> TASK DETAILS: Leaving out the pictures, reproduce each record exactly and in full.

> DATA SUPPLIED:
"""

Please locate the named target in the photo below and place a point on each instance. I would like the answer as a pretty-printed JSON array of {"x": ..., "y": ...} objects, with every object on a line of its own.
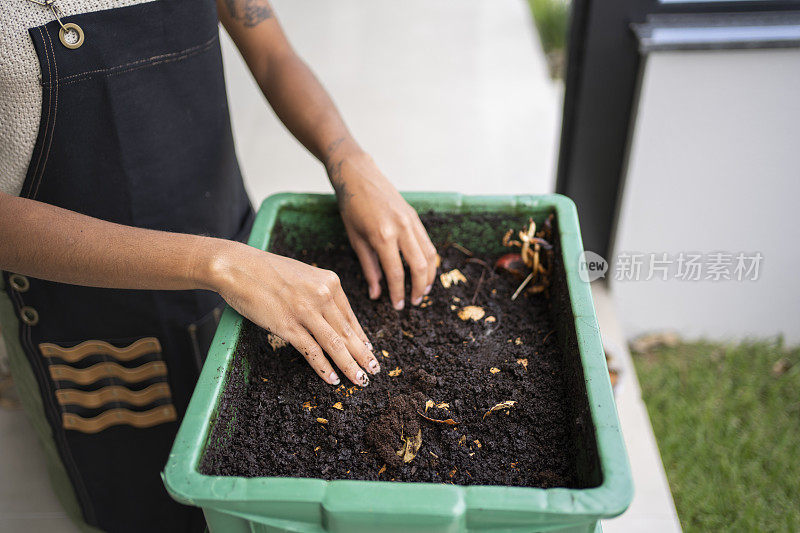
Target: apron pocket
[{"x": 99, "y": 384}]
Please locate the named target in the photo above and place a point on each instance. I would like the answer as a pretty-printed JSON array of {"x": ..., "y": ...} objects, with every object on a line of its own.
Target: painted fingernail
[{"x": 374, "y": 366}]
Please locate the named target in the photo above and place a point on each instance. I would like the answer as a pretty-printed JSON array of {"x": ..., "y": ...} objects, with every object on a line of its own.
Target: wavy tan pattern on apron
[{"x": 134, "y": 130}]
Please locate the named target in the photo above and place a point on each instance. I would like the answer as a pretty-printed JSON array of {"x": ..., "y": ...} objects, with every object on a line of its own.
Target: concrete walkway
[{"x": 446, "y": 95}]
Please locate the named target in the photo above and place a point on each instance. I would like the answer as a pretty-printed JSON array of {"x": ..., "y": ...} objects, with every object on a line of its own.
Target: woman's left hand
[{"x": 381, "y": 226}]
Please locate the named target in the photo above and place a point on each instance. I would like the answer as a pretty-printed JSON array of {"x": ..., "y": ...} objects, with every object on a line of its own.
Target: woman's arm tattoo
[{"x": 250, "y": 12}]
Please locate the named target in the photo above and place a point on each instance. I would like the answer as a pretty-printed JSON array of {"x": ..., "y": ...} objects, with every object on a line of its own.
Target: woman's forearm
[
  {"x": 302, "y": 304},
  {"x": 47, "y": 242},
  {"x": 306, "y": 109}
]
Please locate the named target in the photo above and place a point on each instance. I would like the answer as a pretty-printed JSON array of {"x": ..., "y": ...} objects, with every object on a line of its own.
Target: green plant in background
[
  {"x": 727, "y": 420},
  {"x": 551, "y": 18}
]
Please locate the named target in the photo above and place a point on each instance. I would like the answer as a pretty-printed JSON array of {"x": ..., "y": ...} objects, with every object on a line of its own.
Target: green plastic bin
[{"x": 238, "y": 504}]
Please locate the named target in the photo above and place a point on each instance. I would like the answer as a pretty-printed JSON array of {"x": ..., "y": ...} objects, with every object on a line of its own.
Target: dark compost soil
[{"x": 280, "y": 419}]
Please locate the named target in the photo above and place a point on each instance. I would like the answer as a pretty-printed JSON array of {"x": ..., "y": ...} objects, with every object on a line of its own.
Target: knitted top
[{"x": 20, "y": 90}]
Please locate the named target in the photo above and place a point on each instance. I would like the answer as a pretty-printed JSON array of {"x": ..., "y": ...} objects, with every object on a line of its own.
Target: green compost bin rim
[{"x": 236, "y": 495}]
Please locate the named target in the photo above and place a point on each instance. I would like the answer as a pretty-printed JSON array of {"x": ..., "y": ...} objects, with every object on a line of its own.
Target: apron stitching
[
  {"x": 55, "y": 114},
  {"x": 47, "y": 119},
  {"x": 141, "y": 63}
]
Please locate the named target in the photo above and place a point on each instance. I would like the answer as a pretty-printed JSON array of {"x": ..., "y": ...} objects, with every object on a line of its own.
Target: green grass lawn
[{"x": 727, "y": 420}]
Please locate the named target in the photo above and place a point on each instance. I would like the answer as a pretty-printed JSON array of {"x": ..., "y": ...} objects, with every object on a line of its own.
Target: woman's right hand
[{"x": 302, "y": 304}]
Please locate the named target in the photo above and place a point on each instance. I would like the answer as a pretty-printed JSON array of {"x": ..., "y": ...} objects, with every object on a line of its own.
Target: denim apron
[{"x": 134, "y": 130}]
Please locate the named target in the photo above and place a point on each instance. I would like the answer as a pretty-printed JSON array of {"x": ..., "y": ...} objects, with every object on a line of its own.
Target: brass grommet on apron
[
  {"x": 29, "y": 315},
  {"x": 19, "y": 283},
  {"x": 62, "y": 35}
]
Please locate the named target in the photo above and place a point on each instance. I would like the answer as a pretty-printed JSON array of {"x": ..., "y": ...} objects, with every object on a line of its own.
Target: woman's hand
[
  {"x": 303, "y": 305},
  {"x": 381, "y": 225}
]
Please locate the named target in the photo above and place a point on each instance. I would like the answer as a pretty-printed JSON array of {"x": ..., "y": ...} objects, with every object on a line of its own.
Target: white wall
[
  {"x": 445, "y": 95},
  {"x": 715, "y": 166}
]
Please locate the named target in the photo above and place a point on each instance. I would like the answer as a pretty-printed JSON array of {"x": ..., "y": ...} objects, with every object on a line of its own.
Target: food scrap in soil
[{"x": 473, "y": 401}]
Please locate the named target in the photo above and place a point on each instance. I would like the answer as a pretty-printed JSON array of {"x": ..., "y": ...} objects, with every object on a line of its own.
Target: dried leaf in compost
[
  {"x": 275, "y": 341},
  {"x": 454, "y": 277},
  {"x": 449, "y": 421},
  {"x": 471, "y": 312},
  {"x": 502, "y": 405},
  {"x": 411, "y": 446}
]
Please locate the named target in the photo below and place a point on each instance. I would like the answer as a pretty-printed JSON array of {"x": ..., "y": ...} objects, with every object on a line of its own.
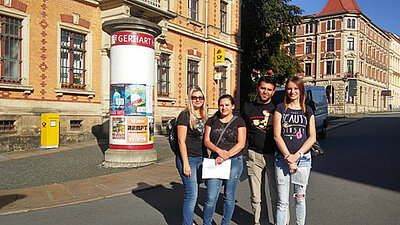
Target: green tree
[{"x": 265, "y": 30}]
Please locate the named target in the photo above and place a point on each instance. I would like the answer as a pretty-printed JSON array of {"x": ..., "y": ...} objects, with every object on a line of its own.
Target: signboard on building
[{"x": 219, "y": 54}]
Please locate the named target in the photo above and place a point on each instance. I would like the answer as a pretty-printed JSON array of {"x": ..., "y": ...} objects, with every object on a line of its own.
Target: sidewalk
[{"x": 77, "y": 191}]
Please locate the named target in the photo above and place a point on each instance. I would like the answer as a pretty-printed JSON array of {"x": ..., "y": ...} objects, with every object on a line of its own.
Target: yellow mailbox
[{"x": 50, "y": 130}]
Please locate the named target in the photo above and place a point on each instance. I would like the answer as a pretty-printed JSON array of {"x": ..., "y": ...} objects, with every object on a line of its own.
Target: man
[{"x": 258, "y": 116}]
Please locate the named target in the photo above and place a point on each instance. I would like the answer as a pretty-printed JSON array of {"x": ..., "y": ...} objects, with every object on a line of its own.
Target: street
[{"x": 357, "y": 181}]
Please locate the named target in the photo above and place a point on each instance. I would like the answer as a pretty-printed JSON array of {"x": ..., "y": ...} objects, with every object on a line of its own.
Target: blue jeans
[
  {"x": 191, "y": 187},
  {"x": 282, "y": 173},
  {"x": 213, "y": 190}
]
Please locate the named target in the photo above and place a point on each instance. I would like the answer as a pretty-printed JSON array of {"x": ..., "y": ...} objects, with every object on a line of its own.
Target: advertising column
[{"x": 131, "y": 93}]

"""

> RESULT:
Please locate the named target in the photo below and place a point on each instance. I would like the answer as a pretty-printed JSON array of {"x": ..., "y": ...} objects, with every object on a line of its own.
Target: apron pocket
[{"x": 99, "y": 384}]
Please locate the named target in the photo above and place a point on each instance. I would like the answer as a pretty-printed JSON array of {"x": ..., "y": ...} objects, with every object on a line of its own.
Target: painted fingernail
[{"x": 374, "y": 366}]
Please locate the named target in the photo above and place a point on each instance. I would like the answer as a pretty-printed JSON array of {"x": ..., "y": ...} objects, with every object on a line of its own.
Target: wavy tan pattern on apron
[{"x": 134, "y": 130}]
Please locate the named target in the photo above and place a point on each instance. I would like the answer as a pretty-printed JSON array of {"x": ..., "y": ...} objects, with every object on a line of its own.
Target: concrete walkway
[{"x": 446, "y": 95}]
Please locate the named target in the photo above and place a point on each instance. I would like the answer as a pretty-printed JSON array of {"x": ..., "y": ...} objects, with every object on a line of its own.
Target: woman's left hand
[{"x": 381, "y": 226}]
Please locate the named target in the photo above and place a point on each instance. I would like the answer as a pretty-printed JSON array of {"x": ..., "y": ...} objects, with every object on a line of its own.
Target: woman's arm tattoo
[{"x": 250, "y": 12}]
Please locate the named target in the photo above and place a point on each instance. I would like the answer as a pretty-printed JSON array of {"x": ..., "y": ...} objects, with every object on a line of its own.
Target: woman's forearm
[
  {"x": 302, "y": 304},
  {"x": 47, "y": 242},
  {"x": 306, "y": 109}
]
Please locate the named target in the photo above and place a point on each instance. I would like the answer as a pretty-printed JSON array of {"x": ..., "y": ...} objects, with every object on a line of its own.
Target: green plant in background
[
  {"x": 727, "y": 420},
  {"x": 551, "y": 18}
]
Please locate the named target in the photo above and place a point on each instance. I would like the answer as a pretty-printed JSON array of {"x": ..., "y": ...} objects, with every object on a line of its own.
Target: green plastic bin
[{"x": 238, "y": 504}]
Please locate the named target in the photo above and place a point on each instance. I would like the answer as a pretty-printed JSON array of {"x": ..., "y": ...} objects, with every object on a line of its own.
Target: dark compost soil
[{"x": 280, "y": 419}]
Please locate the named target in the photo above and place a point on each instance. I would like the answer as a pretty-printed JSON array of {"x": ..., "y": ...} objects, with every object on a line of its own.
Target: knitted top
[{"x": 20, "y": 90}]
Please locate the named target in the photo above and place a point on each instance. I would like the answer as a pretty-printed JSON array of {"x": ..., "y": ...} objects, with every object on a line of its own.
Target: green compost bin rim
[{"x": 236, "y": 495}]
Please locate the named target in the photo above and place a point on each instance. I would like the answer as a pretty-printed JSON array of {"x": ..., "y": ...} objects, with every object on a line of its own.
Target: apron stitching
[
  {"x": 55, "y": 114},
  {"x": 47, "y": 119},
  {"x": 141, "y": 63}
]
Please locate the named target in the photo above and place a point on each instance. I would like the answer as a pretty-printed JSON array of {"x": ..., "y": ...} objects, with every object on a line of its own.
Target: green grass lawn
[{"x": 727, "y": 420}]
Please locate the named target in the photo above and place a point on each instance. I would like the answer as a pretty-printed JSON array of {"x": ..., "y": ...} objects, with every object on a line of its own.
Target: woman's right hand
[{"x": 302, "y": 304}]
Please locate the named target in the photo above and place a point on each instance. I would like the answer as a pretty-printed JSON array of {"x": ..., "y": ...} objects, with every object on a line of its own.
Target: denim apron
[{"x": 134, "y": 130}]
Please locate the named target in the photo above and place a point on each instance. I would like the answer as a pretty-printed JSON array of {"x": ..., "y": ...} objects, with every object on a line of its own.
Target: brass grommet on apron
[
  {"x": 29, "y": 315},
  {"x": 19, "y": 283},
  {"x": 62, "y": 35}
]
Please locate the named target in the photo above and place a point on each instance. I would like the answer as a pretty-printed JSON array of {"x": ..., "y": ...} objects, with every object on a line of its own.
Target: woman's hand
[
  {"x": 303, "y": 305},
  {"x": 381, "y": 225}
]
Please locate the named target in the photo above and place a point on each instance. I would like the answer as a pretty-printed JSON array of {"x": ..., "y": ...} objects, with every object on a line of its own.
Target: white wall
[
  {"x": 445, "y": 95},
  {"x": 715, "y": 166}
]
Please locate the named target in the photo above and place a point on each instance. I would like the answer as a pretty-printed JSON array of {"x": ..., "y": ...} objects, with every object on a line of its own.
Target: food scrap in soil
[{"x": 473, "y": 401}]
Please locate the named target in the photo above and place a point on each instance. I would like the answer as a pretty-printed JSON array of {"x": ..., "y": ...} objects, with every object on a line of its own.
Target: dried leaf in compost
[
  {"x": 275, "y": 341},
  {"x": 454, "y": 277},
  {"x": 449, "y": 421},
  {"x": 471, "y": 312},
  {"x": 502, "y": 405},
  {"x": 411, "y": 446}
]
Please locate the named target in the photo below and place a point on each instance. I would like the answer as a pretty-printed JSON array of {"x": ..., "y": ...} objects, with every object on a line of its own.
Target: green tree
[{"x": 265, "y": 30}]
Please locate the named target in the photo above and place a point on each instance. I would like the answer as a pretty-printed JSON array of {"x": ..., "y": ...} objects, with every object on a line of its own.
Target: signboard on building
[{"x": 219, "y": 54}]
Please locate the named target in the photo above and place a point on each instance. I would like the answer as a pretty-printed JSON array of {"x": ..., "y": ...} objects, with every object on a line of its own.
Target: sidewalk
[{"x": 77, "y": 191}]
Please locate the named target in the photo above and place a point on each instance. I would like the answer as a pretty-printed JSON array of {"x": ..., "y": ...} objects, with every object on a line of its own.
Target: yellow mailbox
[{"x": 50, "y": 130}]
Please locate the named target in the photo above and place a point on each instance. I would like the answer as a pretty-printed JSON array of {"x": ..., "y": ...} objects, with every object on a line of its own.
Target: man
[{"x": 258, "y": 116}]
Please locate the named target in the photo above and place a point on each instance. I would like the answer as a pretty-printed JSON array of {"x": ..., "y": ...} objects, with every object on a line of its own.
Target: street
[{"x": 357, "y": 181}]
Please locate the named target in the photo above and place a point on each instance. I would like the answer as a pretty-printed JSON array of {"x": ..., "y": ...} objects, with every object on a line of its own.
Target: blue jeans
[
  {"x": 191, "y": 187},
  {"x": 282, "y": 173},
  {"x": 213, "y": 190}
]
Please locate the named target in the photo above and place a point on each instance. I would like the answer as a pretty-printed JSON array of {"x": ..., "y": ...} objects, with every object on a line of its own.
Target: advertising column
[{"x": 131, "y": 93}]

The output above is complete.